▸ Document section
━━━━

We told you about the Intel Xeon E7 v2 line earlier, now lets take a technical look at these chips. We will focus on the big die part, 15 cores, three rings, and a lot of cache.
The first thing you may think of when looking at the Ivy Bridge-EX die is how much it looks like the Ivy Bridge-EP line of chips. The two look so similar because in large part the Ivy-EX CPU is lifted from the Ivy-EP design and so inherits all of the features from that device. This is a massive advance from the 2011 era Westmere-EX line, the last series of 4S+ chips Intel released. The chip looks like this.
A big die for a big chip
As with Sandy and Ivy Bridge chips, the Ivy-EX die is based on a familiar ring structure with each of the 15 cores associated with an L3 cache. For the largest models, each slice has 2.5MB of cache associated with it but there are other dies with only 2MB per slice. If you fuse off a core you also fuse off the cache that goes with it so cache size is core count times 2 or 2.5. If you want the details, we wrote them up here.
With one exception this could be Ivy-EP
Cores are arranged into three columns of five with three rings each connected to two columns. In previous versions of Sandy and Ivy with 10 or less cores, there were only two rings and both connected to all cores but ran in different directions. Once you get to the 12 or 15 core models, the ring count goes to three but each core is only connected to two rings. This allows each core to connect to every other core on a ring but unlike the 10 core versions that connection is not bi-directional. In practice this will likely have little effect on average cache latencies, but technically speaking it is inferior.
At this point the Ivy-EX is exactly the same as the largest Ivy-EP, so what differentiates the two? Both still have two Home Agents supporting four channels of DDR3-1600 plus a generalized IO block with up to 32 PCIe3 lanes, so thus far they are identical other than PCIe lane count. On a macro level the answer is a second QPI agent connected to the rings which allow for scaling beyond two sockets.
Each QPI agent supports two QPI links which is why EP scales to two sockets directly connected or four sockets with a two hop maximum. By adding a second QPI agent, Intel ups the socket count to four for directly connected CPUs or eight glueless but indirectly connected sockets. One thing to note is that the second QPI agent only has one lane active, the other has two so Ivy only has three active QPI links. Another lane would mean less hops on the 8S configuration but many more pins, cost, and headaches for the rest. It all looks like this.
Note the 4S configuration, EP can’t do that
With all the added slices of cores and caches, the bandwidth on die goes up dramatically to a claimed 450GBps for L3 access across all cores. More interesting is that with the high core count and three-ring structure, the average cache access time is only 15.5ns. This is quite remarkable considering each L3 line is hashed and saved in a slice not necessarily associated with the core that used the line.

━━━━

▸ Material provided
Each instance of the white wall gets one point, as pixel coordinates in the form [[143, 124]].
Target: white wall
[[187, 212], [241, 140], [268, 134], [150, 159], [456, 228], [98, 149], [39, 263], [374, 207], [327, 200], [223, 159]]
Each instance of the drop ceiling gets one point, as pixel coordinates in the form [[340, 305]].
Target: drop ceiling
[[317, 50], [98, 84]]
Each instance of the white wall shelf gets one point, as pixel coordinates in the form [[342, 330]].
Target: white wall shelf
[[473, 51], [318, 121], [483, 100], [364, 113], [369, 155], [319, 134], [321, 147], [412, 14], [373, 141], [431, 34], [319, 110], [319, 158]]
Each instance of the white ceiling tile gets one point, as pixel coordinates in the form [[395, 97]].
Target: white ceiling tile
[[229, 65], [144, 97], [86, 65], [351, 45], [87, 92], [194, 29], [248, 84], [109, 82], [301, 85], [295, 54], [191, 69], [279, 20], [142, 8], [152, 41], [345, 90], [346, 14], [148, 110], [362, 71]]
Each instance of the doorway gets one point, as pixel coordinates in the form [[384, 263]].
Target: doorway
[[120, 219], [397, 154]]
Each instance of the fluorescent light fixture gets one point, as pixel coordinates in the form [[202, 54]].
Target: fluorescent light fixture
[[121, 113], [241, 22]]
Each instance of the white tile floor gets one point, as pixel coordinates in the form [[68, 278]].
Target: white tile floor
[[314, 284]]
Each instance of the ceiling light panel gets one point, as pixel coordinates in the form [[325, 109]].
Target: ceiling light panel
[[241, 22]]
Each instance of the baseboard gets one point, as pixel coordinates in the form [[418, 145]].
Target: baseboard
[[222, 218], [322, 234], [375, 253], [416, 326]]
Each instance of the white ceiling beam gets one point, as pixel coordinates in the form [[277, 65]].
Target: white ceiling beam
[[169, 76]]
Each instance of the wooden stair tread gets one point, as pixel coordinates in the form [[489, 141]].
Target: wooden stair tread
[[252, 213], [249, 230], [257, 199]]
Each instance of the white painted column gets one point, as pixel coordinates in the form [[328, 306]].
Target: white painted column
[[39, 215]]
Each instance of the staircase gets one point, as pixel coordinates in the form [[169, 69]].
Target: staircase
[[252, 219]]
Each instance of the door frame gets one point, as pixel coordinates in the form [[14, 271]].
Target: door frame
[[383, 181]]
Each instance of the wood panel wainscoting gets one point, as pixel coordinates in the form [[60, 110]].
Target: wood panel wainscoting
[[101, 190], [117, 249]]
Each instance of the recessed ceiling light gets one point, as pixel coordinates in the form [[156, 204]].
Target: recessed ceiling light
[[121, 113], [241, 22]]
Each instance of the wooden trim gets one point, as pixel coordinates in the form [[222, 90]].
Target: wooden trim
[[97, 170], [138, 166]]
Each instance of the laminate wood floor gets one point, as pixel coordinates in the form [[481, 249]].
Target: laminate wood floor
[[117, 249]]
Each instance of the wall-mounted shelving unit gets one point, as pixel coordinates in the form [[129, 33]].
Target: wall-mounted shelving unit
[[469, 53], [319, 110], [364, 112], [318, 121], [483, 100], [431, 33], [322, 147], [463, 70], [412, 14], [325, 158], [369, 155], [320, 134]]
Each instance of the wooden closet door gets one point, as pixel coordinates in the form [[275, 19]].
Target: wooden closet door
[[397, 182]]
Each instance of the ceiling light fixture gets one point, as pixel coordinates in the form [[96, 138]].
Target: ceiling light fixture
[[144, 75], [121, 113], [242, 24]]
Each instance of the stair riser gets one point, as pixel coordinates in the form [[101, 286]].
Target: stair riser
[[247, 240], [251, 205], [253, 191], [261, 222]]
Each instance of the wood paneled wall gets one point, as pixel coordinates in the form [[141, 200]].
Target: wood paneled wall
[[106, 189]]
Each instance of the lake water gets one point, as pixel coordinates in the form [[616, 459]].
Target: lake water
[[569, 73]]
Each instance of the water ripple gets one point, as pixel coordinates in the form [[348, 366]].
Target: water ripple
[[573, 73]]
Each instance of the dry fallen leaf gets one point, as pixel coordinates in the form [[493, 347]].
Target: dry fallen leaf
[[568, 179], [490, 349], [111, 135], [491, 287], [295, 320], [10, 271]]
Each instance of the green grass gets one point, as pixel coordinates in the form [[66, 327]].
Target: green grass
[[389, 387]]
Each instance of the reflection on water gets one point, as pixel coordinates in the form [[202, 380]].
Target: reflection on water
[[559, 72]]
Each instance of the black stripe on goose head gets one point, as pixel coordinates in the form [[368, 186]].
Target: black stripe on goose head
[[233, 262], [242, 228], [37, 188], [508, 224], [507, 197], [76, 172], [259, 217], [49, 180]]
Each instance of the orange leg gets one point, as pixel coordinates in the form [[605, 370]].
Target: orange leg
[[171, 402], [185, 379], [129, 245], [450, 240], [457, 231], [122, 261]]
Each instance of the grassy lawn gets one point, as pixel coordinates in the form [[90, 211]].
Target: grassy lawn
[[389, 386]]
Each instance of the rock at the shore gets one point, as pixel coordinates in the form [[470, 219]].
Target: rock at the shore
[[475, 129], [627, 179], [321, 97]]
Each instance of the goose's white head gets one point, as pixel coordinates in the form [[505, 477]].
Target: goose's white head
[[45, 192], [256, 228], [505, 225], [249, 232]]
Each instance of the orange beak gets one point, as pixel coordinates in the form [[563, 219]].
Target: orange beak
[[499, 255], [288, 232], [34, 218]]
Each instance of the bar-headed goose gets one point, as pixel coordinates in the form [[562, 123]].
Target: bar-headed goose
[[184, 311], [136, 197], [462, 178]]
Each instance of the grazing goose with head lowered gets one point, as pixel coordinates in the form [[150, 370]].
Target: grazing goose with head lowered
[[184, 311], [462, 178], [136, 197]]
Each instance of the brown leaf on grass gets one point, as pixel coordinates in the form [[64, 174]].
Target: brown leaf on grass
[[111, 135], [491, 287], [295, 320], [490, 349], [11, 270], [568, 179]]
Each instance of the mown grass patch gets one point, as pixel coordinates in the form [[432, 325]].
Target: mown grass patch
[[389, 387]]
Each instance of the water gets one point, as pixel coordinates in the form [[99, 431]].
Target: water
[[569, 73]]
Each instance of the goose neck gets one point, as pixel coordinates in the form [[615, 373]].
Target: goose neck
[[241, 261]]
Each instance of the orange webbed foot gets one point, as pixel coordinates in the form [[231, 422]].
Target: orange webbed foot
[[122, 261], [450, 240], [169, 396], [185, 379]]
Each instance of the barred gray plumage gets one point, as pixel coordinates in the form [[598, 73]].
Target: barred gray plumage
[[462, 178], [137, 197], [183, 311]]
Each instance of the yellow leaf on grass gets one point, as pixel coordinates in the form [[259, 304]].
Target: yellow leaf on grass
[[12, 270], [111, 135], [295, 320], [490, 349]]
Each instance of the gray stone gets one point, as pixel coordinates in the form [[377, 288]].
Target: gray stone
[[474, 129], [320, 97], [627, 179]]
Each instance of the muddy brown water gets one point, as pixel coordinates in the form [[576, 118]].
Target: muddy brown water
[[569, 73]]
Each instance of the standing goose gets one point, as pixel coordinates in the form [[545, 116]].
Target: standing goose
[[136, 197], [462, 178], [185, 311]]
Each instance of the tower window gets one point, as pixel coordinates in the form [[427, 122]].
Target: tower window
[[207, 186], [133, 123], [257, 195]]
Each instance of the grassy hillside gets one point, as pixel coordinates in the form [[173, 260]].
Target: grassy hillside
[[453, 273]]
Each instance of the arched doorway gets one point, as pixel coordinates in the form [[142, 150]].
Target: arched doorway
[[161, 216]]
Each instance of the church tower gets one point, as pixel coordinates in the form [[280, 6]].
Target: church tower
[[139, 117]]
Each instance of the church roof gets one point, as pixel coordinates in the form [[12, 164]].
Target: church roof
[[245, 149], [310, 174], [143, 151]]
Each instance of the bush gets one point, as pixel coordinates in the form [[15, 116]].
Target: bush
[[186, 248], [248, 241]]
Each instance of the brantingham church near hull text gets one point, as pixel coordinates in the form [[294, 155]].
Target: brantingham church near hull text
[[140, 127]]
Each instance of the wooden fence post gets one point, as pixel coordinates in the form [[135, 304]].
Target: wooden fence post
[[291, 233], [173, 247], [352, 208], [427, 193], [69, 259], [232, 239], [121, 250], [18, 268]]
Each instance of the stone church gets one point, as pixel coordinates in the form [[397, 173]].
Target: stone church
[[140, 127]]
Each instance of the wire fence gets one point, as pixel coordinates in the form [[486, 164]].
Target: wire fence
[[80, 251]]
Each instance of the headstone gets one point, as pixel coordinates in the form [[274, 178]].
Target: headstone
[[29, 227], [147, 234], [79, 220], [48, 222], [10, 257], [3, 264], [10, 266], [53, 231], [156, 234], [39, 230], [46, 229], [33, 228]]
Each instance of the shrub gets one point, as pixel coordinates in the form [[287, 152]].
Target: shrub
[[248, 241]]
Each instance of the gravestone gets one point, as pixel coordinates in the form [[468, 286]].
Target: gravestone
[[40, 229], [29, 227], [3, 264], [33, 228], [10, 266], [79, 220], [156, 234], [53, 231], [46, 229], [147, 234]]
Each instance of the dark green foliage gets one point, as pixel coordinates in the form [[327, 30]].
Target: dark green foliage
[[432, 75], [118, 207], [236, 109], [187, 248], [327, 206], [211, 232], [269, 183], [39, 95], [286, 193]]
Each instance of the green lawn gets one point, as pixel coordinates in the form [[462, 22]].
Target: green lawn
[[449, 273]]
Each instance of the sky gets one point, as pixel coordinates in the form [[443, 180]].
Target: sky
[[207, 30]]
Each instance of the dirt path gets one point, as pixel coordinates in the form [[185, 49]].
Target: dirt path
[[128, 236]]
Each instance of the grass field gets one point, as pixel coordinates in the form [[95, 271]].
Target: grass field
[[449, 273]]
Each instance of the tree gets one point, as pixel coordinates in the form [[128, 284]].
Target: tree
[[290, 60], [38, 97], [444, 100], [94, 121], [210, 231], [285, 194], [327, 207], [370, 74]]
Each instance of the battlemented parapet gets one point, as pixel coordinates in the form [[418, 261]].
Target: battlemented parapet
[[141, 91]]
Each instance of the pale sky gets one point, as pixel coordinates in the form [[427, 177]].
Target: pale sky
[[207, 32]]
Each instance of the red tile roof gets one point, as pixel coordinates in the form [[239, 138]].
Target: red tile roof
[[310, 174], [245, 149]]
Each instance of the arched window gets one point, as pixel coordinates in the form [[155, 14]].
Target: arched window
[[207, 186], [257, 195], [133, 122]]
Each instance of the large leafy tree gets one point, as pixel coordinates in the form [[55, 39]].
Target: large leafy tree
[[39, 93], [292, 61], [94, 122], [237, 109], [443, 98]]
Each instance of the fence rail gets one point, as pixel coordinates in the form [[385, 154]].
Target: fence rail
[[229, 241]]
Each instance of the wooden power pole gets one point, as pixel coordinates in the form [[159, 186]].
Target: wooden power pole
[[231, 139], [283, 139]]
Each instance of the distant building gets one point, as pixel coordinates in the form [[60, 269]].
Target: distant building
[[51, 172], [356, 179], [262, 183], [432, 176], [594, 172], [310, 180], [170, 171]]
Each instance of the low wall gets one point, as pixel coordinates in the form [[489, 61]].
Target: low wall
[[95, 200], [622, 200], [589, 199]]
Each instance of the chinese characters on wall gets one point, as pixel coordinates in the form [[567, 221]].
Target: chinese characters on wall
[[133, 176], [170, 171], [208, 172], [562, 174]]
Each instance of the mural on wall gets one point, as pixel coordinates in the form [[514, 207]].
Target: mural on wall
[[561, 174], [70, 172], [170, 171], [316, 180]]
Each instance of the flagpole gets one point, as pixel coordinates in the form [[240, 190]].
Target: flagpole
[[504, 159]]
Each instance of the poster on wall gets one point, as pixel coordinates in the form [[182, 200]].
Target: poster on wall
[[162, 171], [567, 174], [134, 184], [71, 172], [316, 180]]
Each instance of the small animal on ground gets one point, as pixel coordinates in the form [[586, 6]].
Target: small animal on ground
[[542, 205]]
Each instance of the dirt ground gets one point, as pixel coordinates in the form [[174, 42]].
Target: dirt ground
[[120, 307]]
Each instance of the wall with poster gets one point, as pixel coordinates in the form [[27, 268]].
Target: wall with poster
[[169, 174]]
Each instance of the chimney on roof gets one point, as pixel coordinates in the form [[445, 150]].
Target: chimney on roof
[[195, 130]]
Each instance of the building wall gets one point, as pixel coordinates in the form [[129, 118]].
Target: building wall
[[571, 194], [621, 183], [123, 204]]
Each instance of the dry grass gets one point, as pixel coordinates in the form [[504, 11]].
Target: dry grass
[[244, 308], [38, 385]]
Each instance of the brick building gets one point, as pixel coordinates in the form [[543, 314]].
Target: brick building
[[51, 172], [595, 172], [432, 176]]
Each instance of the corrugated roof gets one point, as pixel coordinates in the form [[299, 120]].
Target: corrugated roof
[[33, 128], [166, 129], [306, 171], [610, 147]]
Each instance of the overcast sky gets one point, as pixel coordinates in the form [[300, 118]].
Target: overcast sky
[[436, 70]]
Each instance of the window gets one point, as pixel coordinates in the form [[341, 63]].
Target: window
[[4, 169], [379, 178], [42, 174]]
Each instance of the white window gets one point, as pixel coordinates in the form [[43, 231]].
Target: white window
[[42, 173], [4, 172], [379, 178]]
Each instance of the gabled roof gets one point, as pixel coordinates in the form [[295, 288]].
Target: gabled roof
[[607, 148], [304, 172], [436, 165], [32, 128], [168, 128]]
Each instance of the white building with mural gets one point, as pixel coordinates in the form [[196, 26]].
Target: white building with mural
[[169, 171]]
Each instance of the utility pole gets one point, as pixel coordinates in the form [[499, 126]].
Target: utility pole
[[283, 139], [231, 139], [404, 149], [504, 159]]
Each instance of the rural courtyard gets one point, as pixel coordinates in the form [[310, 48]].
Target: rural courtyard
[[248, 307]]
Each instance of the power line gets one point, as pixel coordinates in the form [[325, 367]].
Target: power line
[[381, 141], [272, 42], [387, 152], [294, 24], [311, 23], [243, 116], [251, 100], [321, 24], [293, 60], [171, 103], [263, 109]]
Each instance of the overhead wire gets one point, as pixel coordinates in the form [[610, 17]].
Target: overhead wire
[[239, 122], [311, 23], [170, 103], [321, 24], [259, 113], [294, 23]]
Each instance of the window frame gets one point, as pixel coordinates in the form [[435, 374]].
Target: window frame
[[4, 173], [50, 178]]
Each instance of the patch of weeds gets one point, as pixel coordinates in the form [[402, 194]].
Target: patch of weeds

━━━━

▸ Problem
What average cache access time does the Ivy Bridge-EX article give for the high-core-count, three-ring design? Rely only on the Ivy Bridge-EX article.

▸ Exercise response
15.5ns